TASK DIRECTIONS >> Show every line of the items below that contains the string "white". Case counts, so only matches with the same capitalization belong.
— start of PROVIDED DATA —
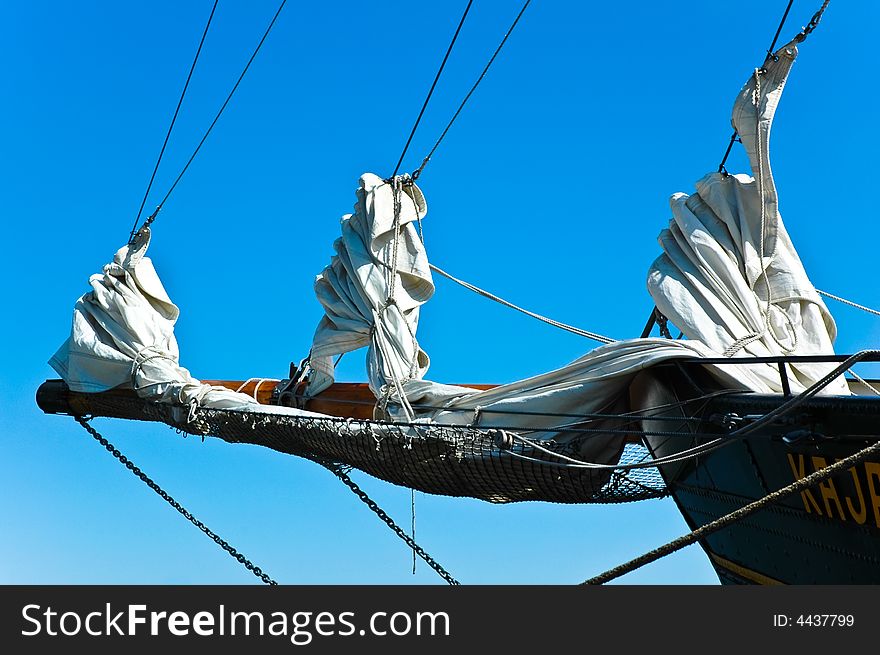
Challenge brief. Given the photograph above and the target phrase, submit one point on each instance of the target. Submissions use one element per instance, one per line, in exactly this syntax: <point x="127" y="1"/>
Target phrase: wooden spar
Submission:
<point x="342" y="399"/>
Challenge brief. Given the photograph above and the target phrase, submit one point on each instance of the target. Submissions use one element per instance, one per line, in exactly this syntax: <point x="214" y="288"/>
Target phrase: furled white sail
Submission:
<point x="729" y="275"/>
<point x="374" y="286"/>
<point x="123" y="336"/>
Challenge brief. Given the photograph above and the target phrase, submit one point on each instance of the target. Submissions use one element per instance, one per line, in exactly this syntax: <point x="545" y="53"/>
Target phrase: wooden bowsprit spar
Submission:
<point x="349" y="400"/>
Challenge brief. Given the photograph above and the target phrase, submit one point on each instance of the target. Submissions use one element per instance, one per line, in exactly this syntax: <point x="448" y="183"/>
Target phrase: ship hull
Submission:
<point x="828" y="534"/>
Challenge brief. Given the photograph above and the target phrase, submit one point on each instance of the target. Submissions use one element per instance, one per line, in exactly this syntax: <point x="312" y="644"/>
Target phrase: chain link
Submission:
<point x="241" y="559"/>
<point x="337" y="470"/>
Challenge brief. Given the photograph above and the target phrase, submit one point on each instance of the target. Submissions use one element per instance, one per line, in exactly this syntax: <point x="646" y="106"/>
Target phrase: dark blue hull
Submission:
<point x="828" y="534"/>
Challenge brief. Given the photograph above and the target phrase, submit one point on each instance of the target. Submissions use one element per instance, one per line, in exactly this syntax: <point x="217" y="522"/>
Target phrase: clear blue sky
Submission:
<point x="550" y="190"/>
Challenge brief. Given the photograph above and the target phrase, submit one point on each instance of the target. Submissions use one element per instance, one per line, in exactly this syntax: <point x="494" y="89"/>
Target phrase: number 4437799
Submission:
<point x="814" y="620"/>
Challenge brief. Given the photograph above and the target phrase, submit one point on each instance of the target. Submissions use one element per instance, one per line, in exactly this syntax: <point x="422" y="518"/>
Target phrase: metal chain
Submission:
<point x="337" y="470"/>
<point x="241" y="559"/>
<point x="737" y="515"/>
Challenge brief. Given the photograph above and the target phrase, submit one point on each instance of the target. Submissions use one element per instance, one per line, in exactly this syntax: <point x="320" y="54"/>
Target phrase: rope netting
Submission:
<point x="442" y="460"/>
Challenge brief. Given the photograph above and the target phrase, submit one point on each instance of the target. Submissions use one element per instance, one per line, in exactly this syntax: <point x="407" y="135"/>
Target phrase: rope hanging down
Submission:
<point x="425" y="161"/>
<point x="805" y="32"/>
<point x="155" y="213"/>
<point x="433" y="86"/>
<point x="848" y="302"/>
<point x="241" y="559"/>
<point x="340" y="472"/>
<point x="799" y="485"/>
<point x="562" y="326"/>
<point x="171" y="126"/>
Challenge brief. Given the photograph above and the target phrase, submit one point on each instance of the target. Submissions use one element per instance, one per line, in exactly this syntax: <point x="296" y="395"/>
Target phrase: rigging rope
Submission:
<point x="171" y="126"/>
<point x="424" y="163"/>
<point x="152" y="216"/>
<point x="848" y="302"/>
<point x="491" y="296"/>
<point x="806" y="31"/>
<point x="736" y="515"/>
<point x="241" y="559"/>
<point x="433" y="86"/>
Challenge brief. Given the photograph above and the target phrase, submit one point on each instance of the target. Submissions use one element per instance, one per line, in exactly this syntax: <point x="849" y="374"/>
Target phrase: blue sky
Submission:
<point x="550" y="190"/>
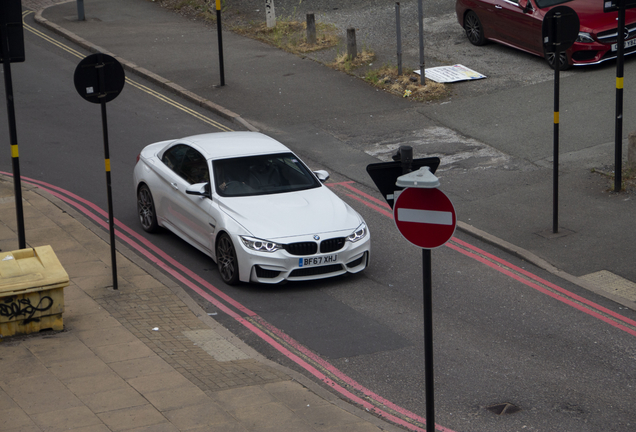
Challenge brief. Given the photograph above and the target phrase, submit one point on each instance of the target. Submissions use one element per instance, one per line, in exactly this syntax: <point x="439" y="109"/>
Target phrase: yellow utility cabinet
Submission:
<point x="32" y="285"/>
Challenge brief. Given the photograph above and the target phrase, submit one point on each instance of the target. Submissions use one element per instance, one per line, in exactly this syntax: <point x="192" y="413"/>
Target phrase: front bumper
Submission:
<point x="583" y="54"/>
<point x="279" y="266"/>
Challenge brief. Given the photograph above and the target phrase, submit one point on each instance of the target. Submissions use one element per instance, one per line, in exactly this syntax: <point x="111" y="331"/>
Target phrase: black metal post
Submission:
<point x="428" y="340"/>
<point x="555" y="165"/>
<point x="220" y="39"/>
<point x="398" y="30"/>
<point x="80" y="10"/>
<point x="111" y="217"/>
<point x="13" y="135"/>
<point x="420" y="19"/>
<point x="620" y="60"/>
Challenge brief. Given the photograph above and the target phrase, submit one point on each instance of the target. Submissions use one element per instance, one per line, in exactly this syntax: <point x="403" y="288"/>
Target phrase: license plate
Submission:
<point x="628" y="44"/>
<point x="317" y="261"/>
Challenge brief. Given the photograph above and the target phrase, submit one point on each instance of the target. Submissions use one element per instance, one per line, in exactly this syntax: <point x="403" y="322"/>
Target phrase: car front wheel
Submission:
<point x="226" y="260"/>
<point x="146" y="210"/>
<point x="474" y="29"/>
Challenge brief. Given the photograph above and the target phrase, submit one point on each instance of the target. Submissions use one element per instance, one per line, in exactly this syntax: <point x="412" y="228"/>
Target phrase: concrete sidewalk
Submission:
<point x="145" y="357"/>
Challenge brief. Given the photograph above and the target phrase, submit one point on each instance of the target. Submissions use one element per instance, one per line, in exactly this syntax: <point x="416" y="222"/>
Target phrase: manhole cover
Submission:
<point x="504" y="408"/>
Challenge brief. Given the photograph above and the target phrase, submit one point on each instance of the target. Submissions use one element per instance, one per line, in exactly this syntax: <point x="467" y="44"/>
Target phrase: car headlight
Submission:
<point x="584" y="38"/>
<point x="260" y="245"/>
<point x="358" y="234"/>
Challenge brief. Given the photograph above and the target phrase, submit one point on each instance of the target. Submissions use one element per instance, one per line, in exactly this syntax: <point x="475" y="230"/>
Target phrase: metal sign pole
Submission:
<point x="398" y="30"/>
<point x="105" y="74"/>
<point x="13" y="136"/>
<point x="111" y="217"/>
<point x="220" y="39"/>
<point x="620" y="60"/>
<point x="420" y="20"/>
<point x="429" y="377"/>
<point x="555" y="167"/>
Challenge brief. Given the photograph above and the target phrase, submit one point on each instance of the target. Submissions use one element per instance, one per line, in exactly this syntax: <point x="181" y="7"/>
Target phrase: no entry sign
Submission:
<point x="425" y="217"/>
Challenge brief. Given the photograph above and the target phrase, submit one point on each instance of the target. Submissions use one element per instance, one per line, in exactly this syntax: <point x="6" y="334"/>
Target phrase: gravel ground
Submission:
<point x="444" y="40"/>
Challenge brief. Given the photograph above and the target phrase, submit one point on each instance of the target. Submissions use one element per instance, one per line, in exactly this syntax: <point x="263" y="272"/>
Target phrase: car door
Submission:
<point x="189" y="216"/>
<point x="519" y="27"/>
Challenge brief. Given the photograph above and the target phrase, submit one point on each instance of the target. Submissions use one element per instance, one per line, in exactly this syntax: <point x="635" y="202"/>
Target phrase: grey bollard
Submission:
<point x="352" y="49"/>
<point x="311" y="29"/>
<point x="631" y="151"/>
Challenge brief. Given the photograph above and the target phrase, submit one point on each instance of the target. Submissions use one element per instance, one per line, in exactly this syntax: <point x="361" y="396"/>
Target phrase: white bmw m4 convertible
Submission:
<point x="252" y="205"/>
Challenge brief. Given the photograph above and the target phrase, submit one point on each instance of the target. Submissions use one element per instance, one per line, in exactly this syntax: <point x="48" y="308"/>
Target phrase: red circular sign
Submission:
<point x="425" y="217"/>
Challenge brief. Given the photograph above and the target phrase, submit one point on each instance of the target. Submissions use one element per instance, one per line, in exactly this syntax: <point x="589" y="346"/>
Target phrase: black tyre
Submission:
<point x="563" y="63"/>
<point x="146" y="209"/>
<point x="226" y="260"/>
<point x="474" y="29"/>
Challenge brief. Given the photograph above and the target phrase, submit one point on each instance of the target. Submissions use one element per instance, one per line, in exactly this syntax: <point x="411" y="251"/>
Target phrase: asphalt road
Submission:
<point x="498" y="337"/>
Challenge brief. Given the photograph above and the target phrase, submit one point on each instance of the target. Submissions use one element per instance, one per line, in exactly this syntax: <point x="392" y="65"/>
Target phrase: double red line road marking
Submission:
<point x="292" y="349"/>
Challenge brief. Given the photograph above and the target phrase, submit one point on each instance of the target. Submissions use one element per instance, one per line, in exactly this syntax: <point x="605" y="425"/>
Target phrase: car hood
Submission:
<point x="277" y="216"/>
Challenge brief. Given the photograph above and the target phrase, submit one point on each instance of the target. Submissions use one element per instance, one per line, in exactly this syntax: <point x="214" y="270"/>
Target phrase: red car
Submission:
<point x="517" y="23"/>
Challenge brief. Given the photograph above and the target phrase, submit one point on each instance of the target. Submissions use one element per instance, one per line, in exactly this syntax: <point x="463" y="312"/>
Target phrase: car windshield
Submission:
<point x="260" y="175"/>
<point x="549" y="3"/>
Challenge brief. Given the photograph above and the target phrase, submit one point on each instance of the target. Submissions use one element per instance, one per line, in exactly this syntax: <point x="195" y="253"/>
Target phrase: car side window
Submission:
<point x="187" y="163"/>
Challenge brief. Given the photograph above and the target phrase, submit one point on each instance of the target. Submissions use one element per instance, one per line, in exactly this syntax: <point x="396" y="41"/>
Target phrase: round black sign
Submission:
<point x="560" y="26"/>
<point x="99" y="78"/>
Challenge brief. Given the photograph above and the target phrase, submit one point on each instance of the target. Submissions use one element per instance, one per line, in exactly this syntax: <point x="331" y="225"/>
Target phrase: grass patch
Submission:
<point x="406" y="85"/>
<point x="291" y="36"/>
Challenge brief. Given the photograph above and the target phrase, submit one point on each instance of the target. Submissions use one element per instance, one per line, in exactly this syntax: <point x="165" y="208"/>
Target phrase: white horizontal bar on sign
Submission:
<point x="425" y="216"/>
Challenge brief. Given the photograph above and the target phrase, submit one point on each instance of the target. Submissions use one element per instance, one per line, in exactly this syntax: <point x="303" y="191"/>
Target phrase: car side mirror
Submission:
<point x="322" y="175"/>
<point x="199" y="189"/>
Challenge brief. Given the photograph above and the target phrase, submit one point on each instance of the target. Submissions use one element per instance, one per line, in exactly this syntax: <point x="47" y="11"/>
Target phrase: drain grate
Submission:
<point x="504" y="408"/>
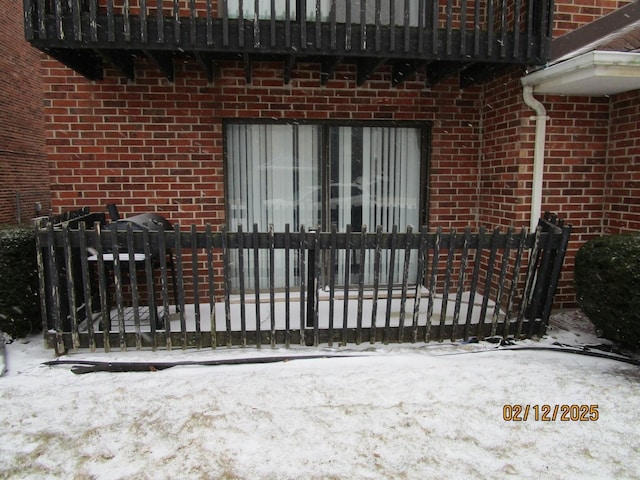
— end of PROVIDED DATA —
WRITTEN RESPONSE >>
Target phrase: furled white sail
Target phrase: white bmw m4 convertible
Target phrase: white horizontal bar on sign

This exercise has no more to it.